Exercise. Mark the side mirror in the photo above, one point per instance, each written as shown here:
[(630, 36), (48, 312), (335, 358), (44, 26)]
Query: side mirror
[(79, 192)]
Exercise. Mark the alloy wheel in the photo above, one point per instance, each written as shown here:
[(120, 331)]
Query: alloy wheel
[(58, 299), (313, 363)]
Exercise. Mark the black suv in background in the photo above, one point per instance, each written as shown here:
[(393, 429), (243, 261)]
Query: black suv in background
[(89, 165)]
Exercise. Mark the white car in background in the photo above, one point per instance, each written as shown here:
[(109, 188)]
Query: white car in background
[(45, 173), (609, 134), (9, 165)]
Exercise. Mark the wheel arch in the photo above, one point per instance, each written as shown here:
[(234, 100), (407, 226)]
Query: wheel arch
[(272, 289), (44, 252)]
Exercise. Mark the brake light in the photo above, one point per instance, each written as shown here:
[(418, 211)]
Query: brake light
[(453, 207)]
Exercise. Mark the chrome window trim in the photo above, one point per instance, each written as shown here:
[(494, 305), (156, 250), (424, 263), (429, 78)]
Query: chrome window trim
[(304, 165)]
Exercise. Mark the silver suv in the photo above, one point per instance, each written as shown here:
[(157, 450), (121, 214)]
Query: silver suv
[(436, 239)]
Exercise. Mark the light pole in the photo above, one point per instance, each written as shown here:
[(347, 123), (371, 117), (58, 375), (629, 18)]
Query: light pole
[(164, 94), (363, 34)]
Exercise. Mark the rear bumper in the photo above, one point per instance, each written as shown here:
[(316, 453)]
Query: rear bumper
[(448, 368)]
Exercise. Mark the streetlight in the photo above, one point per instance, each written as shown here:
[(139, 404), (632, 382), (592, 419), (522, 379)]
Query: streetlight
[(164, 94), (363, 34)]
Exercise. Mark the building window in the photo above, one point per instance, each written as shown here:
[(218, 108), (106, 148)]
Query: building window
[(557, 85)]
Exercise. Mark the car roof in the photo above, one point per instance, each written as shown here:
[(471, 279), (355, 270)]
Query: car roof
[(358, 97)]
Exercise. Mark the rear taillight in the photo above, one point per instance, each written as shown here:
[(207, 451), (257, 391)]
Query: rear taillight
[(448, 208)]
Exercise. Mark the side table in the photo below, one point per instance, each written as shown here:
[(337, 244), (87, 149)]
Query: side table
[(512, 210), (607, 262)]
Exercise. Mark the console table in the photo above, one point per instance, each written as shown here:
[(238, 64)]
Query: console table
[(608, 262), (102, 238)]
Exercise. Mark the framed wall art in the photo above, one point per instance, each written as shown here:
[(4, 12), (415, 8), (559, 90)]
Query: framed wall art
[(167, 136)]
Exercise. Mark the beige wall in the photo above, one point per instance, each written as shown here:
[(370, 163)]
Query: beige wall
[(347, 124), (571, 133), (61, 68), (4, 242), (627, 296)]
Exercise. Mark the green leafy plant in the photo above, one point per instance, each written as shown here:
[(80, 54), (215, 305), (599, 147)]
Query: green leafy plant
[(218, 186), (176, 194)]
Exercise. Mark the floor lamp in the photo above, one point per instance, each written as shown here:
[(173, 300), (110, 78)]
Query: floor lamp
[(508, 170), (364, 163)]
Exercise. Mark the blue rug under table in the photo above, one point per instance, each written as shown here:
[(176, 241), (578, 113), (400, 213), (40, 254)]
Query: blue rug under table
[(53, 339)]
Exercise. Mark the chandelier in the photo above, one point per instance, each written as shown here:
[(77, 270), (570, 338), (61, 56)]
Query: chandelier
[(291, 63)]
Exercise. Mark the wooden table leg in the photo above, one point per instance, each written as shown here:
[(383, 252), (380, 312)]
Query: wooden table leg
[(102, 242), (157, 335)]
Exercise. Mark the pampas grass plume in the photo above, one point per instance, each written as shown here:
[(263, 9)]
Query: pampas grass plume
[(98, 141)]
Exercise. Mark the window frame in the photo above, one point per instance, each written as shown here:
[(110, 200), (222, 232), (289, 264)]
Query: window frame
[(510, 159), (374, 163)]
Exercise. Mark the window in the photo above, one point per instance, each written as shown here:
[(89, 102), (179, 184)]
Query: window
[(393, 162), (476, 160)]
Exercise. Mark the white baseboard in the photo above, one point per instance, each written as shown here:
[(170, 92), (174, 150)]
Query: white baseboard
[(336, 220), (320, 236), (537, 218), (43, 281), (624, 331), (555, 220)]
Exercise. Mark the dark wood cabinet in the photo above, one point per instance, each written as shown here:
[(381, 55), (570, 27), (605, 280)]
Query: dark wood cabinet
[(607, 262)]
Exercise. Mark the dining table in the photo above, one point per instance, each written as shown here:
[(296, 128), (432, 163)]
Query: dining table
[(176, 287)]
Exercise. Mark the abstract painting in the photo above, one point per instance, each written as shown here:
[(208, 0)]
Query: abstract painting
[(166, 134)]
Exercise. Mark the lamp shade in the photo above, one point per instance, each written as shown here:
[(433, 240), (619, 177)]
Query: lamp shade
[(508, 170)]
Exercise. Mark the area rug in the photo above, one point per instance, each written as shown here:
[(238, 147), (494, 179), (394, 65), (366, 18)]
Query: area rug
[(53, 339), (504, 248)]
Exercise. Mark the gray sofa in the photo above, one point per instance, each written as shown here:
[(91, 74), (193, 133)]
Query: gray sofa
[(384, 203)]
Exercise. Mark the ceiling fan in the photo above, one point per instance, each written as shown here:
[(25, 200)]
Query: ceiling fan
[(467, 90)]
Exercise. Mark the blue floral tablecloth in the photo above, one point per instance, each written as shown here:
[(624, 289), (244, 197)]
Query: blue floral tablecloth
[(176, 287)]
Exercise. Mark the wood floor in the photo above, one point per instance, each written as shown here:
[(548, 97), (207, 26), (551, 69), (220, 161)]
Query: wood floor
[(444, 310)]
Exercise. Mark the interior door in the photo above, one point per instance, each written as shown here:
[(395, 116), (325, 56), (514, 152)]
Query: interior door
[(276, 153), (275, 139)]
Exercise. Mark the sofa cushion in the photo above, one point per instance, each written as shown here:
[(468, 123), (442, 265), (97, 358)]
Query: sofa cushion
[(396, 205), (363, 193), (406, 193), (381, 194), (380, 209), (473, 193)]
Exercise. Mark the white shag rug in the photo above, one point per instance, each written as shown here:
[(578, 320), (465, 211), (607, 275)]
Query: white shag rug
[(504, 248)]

▬▬▬▬▬▬

Required task
Rewrite the stretch from the line containing "Exercise. Mark the window frame" through the line containing "331), (555, 220)]", replacing each "white baseboard" with "skirting board" and leaving everything else unchanged.

Exercise solution
Exercise. Mark the window frame in the photo above, one point per instance, each written as shown here:
[(110, 200), (222, 232), (289, 264)]
Query: window frame
[(510, 159), (374, 163)]
Exercise. Mark the window in the photo above, one point per instance, each written as shown here:
[(89, 102), (179, 184)]
Query: window
[(393, 162), (476, 160)]
Exercise. Mark the skirting board in the photo above, one point per instance, each written as shown here:
[(170, 92), (174, 150)]
Query: skirting board
[(336, 220), (320, 236), (537, 218), (43, 281), (624, 331), (555, 220)]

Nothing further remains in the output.